Excerpt from the dataset:
═══
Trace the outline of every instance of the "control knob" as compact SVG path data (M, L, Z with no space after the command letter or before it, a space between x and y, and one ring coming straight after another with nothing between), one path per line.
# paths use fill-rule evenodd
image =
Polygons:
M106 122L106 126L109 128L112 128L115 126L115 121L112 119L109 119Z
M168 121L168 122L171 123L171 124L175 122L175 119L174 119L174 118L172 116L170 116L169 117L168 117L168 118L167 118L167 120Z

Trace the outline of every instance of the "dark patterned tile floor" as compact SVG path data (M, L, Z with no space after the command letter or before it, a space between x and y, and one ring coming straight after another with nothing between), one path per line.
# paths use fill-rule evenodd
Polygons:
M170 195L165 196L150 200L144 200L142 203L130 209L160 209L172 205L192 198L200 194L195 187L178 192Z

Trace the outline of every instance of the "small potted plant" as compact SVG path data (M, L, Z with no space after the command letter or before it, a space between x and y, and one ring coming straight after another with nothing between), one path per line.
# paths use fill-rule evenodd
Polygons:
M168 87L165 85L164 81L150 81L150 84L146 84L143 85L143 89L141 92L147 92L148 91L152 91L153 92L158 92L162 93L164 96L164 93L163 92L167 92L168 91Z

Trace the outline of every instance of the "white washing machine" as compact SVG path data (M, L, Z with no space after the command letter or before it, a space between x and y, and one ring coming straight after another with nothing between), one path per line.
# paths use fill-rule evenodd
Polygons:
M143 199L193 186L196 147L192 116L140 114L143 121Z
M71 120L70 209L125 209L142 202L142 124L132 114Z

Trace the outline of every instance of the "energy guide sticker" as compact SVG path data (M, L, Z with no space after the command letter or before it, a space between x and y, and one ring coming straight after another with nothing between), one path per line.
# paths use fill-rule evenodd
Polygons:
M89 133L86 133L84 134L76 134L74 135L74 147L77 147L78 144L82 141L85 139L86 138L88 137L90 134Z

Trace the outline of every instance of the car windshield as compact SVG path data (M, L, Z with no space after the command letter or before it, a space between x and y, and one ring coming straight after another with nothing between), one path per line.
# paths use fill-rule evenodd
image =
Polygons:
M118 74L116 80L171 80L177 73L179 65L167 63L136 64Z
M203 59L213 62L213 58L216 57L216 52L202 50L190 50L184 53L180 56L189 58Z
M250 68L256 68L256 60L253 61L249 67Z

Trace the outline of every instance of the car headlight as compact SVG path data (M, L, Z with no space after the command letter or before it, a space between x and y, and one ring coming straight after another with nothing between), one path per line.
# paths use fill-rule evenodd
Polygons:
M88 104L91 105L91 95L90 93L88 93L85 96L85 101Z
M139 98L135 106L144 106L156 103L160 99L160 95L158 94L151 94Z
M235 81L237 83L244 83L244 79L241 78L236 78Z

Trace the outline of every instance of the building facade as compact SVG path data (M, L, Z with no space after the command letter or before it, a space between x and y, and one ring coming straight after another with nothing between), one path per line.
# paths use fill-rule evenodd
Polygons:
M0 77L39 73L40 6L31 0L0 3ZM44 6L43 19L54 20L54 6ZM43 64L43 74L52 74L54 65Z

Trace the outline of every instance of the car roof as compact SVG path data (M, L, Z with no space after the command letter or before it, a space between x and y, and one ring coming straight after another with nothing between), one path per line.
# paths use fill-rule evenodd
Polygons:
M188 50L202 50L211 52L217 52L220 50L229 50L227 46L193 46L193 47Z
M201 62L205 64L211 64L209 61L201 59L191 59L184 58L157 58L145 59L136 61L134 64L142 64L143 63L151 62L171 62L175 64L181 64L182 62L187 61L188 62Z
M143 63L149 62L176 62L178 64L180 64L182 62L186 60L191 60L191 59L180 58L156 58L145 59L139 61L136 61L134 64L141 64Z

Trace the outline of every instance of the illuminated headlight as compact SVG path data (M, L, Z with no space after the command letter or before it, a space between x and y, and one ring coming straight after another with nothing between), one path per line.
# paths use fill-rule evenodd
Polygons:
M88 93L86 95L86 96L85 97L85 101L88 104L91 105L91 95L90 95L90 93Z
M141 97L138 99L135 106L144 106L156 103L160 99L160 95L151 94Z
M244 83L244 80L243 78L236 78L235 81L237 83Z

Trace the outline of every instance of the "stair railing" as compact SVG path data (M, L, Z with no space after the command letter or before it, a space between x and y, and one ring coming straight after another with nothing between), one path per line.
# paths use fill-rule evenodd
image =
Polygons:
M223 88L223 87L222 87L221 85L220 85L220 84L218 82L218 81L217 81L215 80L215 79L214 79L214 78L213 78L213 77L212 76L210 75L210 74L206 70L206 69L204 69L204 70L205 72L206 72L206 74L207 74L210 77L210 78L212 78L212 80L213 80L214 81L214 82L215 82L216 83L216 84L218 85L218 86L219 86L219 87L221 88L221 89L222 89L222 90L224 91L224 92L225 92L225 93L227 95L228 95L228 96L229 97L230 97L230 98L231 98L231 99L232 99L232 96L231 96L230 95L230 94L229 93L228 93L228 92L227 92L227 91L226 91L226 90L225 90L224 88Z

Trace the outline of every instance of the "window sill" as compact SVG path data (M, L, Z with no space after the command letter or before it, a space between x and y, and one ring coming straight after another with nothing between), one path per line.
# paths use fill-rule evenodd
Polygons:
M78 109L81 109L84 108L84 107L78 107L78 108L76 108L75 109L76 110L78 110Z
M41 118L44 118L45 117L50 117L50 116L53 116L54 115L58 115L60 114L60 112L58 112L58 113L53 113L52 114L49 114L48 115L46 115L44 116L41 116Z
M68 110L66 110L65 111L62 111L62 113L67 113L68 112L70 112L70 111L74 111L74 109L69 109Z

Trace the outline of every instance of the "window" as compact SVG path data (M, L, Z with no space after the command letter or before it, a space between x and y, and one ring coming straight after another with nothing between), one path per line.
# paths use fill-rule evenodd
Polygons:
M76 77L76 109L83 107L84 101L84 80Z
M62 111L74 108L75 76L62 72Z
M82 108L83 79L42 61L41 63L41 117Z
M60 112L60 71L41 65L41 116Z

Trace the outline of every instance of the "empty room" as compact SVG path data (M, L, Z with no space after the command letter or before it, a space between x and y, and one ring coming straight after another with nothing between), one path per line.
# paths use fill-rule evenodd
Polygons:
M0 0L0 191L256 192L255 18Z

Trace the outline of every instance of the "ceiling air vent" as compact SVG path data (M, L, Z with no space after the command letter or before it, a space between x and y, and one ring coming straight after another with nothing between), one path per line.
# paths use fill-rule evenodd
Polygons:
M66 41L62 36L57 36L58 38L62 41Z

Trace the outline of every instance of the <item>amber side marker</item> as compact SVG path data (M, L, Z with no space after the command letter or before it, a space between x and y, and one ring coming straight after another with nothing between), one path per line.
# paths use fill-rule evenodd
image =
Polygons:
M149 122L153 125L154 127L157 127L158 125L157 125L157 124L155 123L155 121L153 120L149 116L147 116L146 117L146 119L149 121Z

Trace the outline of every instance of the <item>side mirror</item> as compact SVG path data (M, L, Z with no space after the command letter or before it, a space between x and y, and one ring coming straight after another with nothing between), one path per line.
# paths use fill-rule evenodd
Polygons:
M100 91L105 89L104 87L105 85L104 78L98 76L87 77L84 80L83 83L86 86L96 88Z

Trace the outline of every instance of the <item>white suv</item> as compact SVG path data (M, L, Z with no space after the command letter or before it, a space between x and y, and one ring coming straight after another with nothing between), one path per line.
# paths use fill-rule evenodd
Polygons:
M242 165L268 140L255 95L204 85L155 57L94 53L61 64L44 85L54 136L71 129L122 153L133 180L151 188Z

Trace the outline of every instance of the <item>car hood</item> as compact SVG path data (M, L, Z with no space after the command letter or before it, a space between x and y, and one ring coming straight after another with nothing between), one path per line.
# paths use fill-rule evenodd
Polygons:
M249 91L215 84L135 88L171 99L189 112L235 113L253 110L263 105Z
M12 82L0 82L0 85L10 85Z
═══
— Your goal —
Can you print, unchanged, the lines of the rows above from the line containing "Trace the outline of every instance of the car headlight" up to and including the line containing "M244 83L244 80L243 78L236 78L235 81L237 83Z"?

— The completed task —
Trace the outline of every instance of the car headlight as compact SVG path data (M, L, Z with no space after the command letter or before it, a space between x and y, and one ring coming straight after another with nothing between), one path per line.
# paths use fill-rule evenodd
Polygons:
M88 104L91 105L91 95L90 93L88 93L85 96L85 101Z
M139 98L135 106L144 106L156 103L160 99L160 95L158 94L151 94Z
M235 81L237 83L244 83L244 79L241 78L236 78Z

Trace the outline of every instance of the building facade as compact SVG path data (M, L, Z with no space after the command letter or before it, a space between x and y, and one ring coming straight after another with nothing between), one path per line.
# paths use fill-rule evenodd
Polygons:
M0 77L39 73L40 6L31 0L0 3ZM44 6L43 19L54 20L54 6ZM43 64L43 74L52 74L54 65Z

Trace the outline of every instance of the car roof as compact SVG path data (M, L, Z with no space after the command letter or before it, a space between x and y, and one ring coming straight after another with nothing between), one path per line.
# paths use fill-rule evenodd
Polygons:
M188 50L202 50L211 52L217 52L220 50L229 50L227 46L193 46L193 47Z
M201 62L205 64L211 64L209 61L201 59L191 59L184 58L157 58L145 59L136 61L134 64L142 64L143 63L151 62L171 62L175 64L181 64L182 62L187 61L188 62Z
M143 63L149 62L176 62L178 64L180 64L182 62L186 60L191 60L191 59L180 58L156 58L145 59L139 61L136 61L134 64L141 64Z

Trace the outline of every instance of the illuminated headlight as compact SVG path data (M, L, Z with no space after the command letter or before it, a space between x and y, and one ring coming straight after another with nothing between), one path per line.
# paths use fill-rule evenodd
Polygons:
M88 93L86 95L86 96L85 97L85 101L88 104L91 105L91 95L90 95L90 93Z
M141 97L138 99L135 106L144 106L156 103L160 99L160 95L151 94Z
M244 83L244 80L243 78L236 78L235 81L237 83Z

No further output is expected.